**WHAT YOU NEED TO DO:** Wherever the string "target" appears in the entries below, return the line that holds it.

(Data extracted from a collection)
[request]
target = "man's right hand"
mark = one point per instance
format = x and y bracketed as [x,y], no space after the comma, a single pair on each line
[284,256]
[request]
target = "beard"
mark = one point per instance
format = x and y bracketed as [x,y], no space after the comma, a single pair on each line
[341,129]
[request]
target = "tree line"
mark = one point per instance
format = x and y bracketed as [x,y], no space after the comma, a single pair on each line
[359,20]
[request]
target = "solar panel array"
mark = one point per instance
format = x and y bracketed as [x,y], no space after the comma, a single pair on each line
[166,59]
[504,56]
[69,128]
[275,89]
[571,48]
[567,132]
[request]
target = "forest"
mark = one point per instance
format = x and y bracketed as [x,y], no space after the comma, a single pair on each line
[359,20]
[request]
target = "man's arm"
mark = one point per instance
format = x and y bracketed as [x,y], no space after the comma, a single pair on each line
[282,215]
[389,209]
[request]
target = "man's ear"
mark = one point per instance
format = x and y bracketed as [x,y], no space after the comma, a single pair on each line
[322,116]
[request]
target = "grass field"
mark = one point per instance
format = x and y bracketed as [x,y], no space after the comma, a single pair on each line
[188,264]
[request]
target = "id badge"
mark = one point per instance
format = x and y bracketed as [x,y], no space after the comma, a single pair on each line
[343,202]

**SOLUTION TO THE EXERCISE:**
target = "man's right hand"
target = "beard"
target = "tree line"
target = "solar panel array"
target = "forest"
target = "man's arm"
target = "man's ear"
target = "grass field"
target = "id badge"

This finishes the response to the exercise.